» **Given request**
Return every line in the records below that contains the word "hockey". Case matters.
┄┄┄┄┄┄┄┄┄┄
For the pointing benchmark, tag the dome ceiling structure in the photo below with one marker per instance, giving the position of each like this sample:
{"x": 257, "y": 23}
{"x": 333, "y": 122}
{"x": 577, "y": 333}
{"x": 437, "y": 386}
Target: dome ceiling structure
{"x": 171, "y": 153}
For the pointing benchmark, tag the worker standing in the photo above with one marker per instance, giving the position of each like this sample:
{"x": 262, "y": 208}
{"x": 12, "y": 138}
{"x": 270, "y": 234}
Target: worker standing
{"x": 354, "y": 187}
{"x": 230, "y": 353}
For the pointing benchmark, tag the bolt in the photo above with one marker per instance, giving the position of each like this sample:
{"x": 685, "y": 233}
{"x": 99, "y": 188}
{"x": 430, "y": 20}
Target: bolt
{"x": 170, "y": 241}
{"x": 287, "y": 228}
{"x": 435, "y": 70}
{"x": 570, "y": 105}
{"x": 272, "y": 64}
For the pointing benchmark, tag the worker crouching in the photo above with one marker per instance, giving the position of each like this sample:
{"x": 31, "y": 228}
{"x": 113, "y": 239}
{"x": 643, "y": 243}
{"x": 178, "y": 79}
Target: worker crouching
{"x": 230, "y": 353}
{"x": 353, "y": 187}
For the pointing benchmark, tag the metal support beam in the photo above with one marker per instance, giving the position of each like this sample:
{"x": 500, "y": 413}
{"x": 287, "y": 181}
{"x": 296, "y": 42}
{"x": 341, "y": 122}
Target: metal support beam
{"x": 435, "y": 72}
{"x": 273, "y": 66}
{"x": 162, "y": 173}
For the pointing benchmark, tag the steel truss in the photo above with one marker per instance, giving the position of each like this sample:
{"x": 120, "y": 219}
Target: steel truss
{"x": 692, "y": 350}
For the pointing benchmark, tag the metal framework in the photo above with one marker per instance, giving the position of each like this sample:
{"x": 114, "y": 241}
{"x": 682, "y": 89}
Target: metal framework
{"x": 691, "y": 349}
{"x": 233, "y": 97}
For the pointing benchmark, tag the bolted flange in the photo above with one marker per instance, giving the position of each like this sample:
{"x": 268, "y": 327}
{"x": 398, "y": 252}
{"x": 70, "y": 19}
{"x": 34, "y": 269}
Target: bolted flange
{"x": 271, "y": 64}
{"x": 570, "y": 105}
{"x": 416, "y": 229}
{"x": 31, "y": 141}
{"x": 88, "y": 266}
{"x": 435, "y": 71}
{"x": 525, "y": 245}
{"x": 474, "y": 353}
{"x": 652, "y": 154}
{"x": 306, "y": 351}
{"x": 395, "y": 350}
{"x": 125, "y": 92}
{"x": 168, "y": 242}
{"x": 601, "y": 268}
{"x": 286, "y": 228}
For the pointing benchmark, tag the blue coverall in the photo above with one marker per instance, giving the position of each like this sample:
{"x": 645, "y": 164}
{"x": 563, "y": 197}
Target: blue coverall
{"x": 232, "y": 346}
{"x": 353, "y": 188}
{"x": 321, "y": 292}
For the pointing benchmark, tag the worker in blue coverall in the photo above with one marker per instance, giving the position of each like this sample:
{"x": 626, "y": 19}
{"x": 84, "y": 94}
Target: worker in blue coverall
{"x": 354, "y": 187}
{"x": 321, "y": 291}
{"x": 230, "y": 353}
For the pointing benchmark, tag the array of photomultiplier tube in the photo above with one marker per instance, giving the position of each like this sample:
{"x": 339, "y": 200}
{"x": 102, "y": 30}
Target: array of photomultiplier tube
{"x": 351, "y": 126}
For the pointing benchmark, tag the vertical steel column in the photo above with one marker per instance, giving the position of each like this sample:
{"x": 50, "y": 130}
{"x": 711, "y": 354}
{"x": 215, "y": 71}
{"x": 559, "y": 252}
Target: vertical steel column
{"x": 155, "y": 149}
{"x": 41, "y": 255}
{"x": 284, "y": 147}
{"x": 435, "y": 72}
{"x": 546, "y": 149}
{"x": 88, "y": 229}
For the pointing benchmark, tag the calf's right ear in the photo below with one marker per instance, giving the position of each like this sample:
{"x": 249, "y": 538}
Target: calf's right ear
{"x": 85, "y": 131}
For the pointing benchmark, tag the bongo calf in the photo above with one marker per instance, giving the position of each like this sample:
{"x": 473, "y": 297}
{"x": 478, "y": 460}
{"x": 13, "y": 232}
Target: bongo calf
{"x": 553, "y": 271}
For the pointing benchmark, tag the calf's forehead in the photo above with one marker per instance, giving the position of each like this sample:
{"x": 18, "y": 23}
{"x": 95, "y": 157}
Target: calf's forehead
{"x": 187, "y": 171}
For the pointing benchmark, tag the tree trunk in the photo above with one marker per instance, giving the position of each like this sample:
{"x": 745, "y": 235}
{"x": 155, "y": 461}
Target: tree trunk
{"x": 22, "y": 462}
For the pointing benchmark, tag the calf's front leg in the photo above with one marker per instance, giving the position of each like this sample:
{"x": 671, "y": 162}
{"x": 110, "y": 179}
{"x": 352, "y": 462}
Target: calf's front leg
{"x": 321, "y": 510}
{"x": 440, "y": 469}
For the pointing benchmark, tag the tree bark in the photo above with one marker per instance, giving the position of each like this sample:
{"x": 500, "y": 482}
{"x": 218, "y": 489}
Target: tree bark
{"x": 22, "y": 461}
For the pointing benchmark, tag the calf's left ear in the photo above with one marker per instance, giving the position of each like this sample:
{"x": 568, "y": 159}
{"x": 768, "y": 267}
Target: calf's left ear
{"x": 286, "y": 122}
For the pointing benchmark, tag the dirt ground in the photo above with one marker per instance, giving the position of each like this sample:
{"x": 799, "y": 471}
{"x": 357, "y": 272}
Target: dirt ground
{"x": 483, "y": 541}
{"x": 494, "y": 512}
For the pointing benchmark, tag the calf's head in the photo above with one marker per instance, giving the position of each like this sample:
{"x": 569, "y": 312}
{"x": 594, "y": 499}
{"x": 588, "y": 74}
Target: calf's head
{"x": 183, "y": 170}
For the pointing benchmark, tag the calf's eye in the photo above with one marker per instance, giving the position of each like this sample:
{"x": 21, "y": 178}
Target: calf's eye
┄┄┄┄┄┄┄┄┄┄
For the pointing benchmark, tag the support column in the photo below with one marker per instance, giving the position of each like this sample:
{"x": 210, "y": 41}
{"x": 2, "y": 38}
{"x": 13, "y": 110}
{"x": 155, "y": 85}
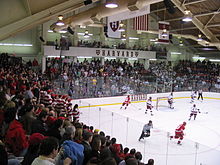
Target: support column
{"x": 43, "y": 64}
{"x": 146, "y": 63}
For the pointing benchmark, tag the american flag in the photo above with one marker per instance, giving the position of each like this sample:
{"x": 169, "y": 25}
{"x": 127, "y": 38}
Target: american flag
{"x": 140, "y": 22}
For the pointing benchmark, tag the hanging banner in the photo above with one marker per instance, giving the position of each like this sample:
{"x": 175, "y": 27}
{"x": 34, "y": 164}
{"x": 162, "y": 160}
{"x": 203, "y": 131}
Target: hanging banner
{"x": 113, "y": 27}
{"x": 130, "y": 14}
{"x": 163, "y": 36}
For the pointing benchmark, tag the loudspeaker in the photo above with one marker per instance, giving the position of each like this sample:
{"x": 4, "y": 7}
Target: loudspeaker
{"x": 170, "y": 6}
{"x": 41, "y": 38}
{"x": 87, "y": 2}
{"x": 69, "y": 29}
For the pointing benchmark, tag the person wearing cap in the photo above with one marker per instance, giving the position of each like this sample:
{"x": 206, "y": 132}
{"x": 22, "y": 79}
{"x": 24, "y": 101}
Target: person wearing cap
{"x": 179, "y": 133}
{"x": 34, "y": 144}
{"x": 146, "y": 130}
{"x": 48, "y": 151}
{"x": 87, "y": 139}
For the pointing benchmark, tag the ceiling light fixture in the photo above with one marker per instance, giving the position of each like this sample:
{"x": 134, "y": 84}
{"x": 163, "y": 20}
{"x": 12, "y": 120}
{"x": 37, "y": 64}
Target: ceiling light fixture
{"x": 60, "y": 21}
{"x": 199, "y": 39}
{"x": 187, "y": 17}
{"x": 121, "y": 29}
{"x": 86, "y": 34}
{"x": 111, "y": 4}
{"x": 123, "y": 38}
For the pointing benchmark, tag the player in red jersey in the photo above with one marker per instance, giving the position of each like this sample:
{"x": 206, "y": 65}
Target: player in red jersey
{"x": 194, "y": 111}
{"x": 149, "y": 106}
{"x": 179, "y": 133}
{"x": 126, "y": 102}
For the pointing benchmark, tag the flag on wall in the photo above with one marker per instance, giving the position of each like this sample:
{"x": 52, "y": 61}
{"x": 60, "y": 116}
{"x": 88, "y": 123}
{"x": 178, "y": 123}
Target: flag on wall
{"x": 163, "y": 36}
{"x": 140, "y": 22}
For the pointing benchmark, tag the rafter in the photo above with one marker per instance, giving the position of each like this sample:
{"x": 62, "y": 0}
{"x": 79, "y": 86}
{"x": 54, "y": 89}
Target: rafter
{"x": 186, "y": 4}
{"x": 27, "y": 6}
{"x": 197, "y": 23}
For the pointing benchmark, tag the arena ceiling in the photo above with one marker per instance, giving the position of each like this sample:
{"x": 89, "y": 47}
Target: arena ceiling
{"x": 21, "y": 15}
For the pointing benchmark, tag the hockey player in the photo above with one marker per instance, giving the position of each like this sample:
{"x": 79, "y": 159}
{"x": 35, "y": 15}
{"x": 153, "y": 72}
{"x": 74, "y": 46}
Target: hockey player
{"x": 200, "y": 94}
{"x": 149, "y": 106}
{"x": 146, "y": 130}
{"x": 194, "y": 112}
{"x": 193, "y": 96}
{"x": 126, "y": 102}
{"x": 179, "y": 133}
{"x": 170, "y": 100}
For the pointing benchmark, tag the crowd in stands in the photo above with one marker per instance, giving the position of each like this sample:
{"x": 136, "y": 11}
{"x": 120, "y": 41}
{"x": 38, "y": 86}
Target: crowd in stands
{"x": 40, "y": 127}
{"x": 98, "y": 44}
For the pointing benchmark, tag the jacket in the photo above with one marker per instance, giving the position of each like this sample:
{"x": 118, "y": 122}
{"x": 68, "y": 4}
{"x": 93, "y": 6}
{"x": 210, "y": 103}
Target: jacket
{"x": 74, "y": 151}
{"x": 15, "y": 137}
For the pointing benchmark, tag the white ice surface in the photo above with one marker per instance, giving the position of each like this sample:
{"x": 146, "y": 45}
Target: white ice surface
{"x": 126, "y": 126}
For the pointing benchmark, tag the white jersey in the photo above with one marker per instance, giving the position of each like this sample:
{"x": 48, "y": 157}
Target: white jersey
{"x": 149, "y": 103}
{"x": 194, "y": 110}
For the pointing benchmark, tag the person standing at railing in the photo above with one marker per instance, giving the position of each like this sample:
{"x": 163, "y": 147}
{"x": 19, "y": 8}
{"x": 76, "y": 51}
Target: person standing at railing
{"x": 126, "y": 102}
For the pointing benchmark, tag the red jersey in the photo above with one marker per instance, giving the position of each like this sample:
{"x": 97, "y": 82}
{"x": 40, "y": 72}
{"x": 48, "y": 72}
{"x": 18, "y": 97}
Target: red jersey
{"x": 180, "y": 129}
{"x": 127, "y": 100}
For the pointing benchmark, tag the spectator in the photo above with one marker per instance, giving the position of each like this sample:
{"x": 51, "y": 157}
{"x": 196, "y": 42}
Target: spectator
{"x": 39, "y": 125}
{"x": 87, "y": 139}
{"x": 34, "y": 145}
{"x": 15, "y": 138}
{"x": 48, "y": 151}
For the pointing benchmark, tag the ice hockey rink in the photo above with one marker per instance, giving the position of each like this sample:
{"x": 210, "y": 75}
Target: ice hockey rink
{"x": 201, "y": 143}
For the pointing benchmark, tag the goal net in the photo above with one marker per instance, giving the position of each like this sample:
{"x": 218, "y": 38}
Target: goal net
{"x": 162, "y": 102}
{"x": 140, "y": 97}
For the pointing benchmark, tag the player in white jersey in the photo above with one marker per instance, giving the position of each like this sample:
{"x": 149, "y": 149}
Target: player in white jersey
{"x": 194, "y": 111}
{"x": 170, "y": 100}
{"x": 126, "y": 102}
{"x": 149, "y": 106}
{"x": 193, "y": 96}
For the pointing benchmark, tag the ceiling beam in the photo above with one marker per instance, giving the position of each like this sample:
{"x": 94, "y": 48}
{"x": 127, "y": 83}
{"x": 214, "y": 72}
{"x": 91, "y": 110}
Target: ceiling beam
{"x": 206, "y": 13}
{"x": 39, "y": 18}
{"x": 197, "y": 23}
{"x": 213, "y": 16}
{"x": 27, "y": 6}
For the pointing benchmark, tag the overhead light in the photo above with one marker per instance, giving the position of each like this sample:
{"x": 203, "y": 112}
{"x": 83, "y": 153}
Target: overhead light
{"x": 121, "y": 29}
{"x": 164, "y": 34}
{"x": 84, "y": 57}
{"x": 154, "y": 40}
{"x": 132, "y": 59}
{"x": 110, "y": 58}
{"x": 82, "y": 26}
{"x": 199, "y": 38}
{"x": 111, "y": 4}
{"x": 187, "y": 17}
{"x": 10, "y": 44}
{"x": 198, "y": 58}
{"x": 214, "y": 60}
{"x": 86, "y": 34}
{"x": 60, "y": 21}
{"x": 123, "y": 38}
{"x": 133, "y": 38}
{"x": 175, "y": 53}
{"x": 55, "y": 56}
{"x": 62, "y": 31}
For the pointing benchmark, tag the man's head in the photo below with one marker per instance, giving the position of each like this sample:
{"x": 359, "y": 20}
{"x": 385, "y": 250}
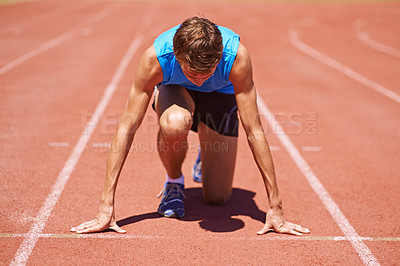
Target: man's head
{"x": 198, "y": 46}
┄┄┄┄┄┄┄┄┄┄
» **Task answer**
For the pointing benchmark, tag the hockey player in the photo above with one marker per instance, giving the position of each like this sample:
Target: hockey player
For the pointing benchmark, tag the ice hockey rink in the photo above with one marker per instance, giving the position of each like this sample:
Target: ice hockey rink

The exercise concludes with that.